>> Start Data in this exercise

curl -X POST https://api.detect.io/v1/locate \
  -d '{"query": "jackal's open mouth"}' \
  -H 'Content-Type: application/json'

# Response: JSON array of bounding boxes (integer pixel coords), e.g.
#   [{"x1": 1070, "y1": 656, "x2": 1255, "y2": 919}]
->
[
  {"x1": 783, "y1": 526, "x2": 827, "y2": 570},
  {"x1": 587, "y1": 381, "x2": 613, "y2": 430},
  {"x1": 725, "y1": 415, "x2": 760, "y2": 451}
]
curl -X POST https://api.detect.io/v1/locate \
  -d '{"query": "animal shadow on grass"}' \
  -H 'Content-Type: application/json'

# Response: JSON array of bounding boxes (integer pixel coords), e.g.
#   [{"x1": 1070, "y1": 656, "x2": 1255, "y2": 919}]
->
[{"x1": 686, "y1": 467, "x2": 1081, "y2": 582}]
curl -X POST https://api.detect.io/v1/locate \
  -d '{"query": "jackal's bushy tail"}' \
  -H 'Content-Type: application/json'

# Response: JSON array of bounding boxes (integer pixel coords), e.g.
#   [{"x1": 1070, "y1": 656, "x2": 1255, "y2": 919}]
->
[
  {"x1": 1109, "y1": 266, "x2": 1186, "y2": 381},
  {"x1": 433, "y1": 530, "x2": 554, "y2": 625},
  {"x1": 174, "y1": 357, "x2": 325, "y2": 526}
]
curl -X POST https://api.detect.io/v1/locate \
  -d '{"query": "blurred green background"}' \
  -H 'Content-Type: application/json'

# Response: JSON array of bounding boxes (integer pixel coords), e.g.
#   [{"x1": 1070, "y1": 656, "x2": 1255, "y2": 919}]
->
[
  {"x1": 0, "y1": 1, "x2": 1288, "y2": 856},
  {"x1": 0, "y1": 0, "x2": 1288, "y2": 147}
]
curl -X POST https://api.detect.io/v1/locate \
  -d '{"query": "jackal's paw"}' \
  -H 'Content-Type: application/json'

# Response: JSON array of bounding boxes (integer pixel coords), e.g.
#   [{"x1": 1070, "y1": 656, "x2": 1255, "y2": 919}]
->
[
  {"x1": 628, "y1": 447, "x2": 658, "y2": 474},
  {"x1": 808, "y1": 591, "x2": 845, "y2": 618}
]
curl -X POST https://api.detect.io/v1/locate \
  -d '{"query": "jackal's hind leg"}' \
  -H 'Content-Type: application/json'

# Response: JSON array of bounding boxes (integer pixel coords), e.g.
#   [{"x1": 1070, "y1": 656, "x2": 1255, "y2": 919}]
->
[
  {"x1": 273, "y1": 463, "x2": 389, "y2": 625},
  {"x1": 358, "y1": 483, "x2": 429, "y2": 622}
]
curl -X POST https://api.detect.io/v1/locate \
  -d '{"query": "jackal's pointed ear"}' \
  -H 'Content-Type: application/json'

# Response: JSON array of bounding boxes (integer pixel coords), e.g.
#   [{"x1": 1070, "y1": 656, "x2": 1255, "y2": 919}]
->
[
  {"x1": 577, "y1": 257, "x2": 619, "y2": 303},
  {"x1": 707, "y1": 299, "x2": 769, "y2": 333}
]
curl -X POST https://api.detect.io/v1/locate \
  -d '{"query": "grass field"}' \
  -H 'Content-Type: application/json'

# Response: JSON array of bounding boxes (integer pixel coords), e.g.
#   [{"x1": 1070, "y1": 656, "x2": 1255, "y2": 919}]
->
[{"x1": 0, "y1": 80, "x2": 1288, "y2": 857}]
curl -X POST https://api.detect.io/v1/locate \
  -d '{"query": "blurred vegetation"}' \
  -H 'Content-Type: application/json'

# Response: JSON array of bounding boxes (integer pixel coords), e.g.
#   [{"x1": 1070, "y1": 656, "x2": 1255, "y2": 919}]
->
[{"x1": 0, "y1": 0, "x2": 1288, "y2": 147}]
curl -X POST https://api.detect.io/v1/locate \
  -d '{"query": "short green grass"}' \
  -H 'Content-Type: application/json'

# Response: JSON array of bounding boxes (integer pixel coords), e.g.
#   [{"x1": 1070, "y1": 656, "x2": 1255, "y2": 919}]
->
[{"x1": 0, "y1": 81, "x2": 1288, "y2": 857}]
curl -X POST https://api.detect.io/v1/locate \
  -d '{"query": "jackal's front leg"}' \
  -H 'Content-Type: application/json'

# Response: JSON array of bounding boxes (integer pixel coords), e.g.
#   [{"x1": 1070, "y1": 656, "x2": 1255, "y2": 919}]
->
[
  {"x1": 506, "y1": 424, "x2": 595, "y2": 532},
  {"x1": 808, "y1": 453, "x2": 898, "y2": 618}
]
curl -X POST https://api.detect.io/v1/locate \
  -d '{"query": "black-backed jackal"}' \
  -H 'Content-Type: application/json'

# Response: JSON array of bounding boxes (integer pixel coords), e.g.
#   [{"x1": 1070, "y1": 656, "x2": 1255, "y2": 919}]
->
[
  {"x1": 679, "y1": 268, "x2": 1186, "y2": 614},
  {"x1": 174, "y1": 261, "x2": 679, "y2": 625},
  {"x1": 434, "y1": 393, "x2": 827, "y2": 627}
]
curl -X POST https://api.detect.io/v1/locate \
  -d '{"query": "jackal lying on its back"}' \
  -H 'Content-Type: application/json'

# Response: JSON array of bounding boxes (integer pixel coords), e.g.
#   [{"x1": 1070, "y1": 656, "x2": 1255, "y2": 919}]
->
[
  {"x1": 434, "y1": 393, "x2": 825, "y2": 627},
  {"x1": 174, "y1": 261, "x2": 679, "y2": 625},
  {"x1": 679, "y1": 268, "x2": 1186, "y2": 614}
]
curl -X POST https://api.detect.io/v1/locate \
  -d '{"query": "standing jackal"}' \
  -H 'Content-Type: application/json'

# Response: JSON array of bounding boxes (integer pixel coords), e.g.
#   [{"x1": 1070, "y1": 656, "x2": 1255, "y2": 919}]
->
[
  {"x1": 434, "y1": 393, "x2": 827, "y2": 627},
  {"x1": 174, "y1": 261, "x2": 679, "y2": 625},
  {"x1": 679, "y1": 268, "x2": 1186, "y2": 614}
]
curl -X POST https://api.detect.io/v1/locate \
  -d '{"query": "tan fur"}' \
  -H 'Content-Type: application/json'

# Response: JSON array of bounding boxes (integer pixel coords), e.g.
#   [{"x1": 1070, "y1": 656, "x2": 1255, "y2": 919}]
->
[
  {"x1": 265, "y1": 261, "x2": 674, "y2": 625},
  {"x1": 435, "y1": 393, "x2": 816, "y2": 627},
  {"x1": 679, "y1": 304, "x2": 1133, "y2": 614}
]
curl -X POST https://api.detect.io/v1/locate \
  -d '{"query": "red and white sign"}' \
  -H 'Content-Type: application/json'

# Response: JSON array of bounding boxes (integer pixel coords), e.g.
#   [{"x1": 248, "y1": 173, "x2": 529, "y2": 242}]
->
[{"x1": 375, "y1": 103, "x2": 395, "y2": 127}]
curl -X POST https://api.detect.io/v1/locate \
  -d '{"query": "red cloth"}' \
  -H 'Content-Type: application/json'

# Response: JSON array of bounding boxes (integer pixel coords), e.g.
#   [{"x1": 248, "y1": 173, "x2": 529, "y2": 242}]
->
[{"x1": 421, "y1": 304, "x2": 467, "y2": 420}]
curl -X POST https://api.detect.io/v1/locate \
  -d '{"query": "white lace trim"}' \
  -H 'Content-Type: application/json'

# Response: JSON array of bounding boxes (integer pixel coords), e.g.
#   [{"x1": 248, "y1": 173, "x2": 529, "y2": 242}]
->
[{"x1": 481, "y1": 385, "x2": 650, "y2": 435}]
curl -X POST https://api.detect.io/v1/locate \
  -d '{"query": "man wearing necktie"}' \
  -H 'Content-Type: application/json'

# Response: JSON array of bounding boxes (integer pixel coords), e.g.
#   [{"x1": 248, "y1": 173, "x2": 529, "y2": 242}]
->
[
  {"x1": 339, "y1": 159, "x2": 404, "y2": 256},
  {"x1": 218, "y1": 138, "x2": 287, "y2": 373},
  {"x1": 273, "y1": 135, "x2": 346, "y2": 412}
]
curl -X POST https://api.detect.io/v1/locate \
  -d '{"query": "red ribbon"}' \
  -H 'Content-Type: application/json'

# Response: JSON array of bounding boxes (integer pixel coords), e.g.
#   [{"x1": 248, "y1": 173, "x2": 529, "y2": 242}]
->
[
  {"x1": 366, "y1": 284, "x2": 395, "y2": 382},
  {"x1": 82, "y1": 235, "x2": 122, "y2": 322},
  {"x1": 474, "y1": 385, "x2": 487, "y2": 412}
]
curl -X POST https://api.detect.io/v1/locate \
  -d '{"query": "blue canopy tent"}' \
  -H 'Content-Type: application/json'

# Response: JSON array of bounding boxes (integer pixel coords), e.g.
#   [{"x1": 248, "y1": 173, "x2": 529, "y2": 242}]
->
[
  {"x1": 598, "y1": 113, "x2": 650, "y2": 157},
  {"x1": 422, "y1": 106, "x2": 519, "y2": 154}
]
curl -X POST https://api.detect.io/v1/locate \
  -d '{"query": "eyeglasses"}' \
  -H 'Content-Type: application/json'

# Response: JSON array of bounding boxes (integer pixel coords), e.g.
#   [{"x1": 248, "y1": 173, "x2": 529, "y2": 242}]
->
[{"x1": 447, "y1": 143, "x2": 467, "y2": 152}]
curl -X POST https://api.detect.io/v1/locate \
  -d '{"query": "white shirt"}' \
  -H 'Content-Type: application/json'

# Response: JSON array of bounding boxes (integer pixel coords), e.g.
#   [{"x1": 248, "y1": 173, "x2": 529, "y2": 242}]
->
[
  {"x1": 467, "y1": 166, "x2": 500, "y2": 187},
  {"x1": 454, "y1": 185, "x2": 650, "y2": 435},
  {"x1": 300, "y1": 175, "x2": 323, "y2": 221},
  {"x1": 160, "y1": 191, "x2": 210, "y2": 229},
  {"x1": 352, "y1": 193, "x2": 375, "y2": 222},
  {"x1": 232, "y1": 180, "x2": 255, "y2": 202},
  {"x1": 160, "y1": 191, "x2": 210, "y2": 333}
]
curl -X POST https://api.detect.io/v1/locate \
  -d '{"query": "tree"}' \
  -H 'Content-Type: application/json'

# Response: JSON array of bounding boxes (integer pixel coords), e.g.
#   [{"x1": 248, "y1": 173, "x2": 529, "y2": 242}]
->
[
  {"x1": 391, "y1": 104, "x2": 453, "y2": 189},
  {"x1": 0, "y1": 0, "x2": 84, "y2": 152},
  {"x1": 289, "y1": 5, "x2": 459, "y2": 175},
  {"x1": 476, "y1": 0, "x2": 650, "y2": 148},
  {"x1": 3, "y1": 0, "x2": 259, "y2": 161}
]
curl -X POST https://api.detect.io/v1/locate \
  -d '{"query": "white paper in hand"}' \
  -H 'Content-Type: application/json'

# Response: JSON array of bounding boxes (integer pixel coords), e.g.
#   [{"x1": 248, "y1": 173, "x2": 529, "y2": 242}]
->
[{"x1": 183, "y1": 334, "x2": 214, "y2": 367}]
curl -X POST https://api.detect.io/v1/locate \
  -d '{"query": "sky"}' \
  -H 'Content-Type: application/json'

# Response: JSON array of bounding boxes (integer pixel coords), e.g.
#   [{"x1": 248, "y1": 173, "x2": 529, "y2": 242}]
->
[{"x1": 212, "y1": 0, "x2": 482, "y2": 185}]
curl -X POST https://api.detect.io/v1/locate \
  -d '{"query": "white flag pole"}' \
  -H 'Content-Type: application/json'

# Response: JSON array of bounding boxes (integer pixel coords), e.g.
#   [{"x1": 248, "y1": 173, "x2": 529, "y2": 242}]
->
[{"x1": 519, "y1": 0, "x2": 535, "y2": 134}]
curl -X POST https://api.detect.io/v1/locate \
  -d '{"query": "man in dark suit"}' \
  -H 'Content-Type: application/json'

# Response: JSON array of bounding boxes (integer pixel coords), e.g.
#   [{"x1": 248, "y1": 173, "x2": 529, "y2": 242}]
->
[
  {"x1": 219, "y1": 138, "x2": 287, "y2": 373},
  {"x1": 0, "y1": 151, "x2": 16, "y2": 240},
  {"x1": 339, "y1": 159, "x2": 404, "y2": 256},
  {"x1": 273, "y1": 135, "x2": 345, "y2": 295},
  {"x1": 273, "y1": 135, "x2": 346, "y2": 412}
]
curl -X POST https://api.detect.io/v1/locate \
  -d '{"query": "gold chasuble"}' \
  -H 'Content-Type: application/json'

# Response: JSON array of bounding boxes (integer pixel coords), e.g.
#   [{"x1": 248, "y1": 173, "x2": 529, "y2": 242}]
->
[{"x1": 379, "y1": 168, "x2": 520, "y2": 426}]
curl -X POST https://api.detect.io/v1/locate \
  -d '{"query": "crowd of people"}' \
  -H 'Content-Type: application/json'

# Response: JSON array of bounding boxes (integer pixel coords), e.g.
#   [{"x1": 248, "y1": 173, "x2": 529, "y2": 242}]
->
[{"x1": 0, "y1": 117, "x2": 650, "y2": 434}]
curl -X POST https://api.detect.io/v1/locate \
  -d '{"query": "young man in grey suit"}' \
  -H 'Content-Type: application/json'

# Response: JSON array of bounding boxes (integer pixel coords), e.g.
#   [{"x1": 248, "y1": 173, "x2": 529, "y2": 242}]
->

>> End Data in this exercise

Pick out each line in the lines above that contains the word "suit", and copy those lines.

• Task response
  -d '{"query": "man in dark suit"}' \
  -d '{"query": "young man in grey suit"}' \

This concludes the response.